* [TASK OBJECTIVE] Go through the records below and copy out every line that contains the word "brown", leaving each line unchanged.
## begin RECORDS FOR PROCESSING
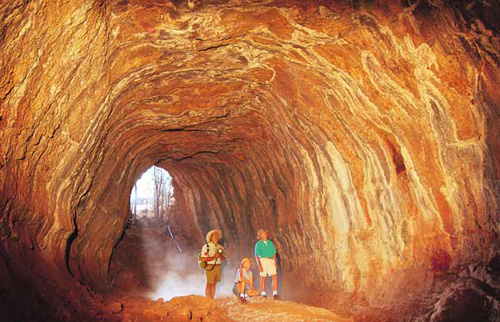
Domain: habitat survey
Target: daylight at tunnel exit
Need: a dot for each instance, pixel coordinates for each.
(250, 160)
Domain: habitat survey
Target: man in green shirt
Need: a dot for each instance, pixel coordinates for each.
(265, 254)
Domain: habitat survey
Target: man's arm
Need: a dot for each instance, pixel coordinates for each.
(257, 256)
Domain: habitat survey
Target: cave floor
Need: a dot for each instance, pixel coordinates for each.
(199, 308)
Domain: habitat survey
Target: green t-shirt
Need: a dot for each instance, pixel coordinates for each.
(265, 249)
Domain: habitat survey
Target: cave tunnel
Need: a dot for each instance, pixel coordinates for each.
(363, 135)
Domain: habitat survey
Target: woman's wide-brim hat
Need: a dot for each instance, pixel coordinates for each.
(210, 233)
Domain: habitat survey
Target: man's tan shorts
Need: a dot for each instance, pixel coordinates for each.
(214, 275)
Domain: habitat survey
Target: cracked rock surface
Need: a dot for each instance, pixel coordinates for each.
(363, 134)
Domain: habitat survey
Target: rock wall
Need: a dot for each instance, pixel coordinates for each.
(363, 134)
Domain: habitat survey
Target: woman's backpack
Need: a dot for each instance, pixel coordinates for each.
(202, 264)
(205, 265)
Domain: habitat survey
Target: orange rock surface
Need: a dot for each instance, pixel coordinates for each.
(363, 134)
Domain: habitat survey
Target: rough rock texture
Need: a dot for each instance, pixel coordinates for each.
## end RECORDS FOR PROCESSING
## begin RECORDS FOR PROCESSING
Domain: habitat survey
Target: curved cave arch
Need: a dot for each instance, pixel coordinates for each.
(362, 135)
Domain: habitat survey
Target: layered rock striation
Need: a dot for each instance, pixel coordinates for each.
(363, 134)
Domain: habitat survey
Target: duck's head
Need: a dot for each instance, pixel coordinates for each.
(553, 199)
## end RECORDS FOR PROCESSING
## begin RECORDS FOR PROCESSING
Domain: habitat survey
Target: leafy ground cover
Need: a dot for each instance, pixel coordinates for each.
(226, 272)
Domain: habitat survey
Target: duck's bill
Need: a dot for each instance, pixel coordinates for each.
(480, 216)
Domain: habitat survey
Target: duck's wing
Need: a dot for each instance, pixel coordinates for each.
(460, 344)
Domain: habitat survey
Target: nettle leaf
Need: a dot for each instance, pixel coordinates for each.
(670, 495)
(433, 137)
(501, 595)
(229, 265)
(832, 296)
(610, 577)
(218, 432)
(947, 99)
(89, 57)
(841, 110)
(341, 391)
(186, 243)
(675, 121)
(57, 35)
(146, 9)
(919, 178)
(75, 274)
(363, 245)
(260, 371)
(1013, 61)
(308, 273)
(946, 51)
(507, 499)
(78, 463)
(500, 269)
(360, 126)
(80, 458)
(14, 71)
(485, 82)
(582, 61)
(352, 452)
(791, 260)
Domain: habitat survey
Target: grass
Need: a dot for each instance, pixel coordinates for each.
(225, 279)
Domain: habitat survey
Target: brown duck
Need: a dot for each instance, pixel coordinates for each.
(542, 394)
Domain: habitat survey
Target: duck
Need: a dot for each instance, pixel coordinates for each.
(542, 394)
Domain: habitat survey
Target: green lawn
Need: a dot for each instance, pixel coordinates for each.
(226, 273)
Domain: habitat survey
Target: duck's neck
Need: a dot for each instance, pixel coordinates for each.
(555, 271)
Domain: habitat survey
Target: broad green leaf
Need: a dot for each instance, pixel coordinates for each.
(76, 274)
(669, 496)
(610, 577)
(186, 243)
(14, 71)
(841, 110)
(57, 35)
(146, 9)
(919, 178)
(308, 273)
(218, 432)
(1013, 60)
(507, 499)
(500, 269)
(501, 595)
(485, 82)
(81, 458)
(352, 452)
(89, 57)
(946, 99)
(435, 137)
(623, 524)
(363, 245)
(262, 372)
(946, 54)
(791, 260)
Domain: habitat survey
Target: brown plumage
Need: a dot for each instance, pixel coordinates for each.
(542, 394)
## end RECORDS FOR PROCESSING
* [EXPECTED ANSWER]
Target: brown duck
Target: brown plumage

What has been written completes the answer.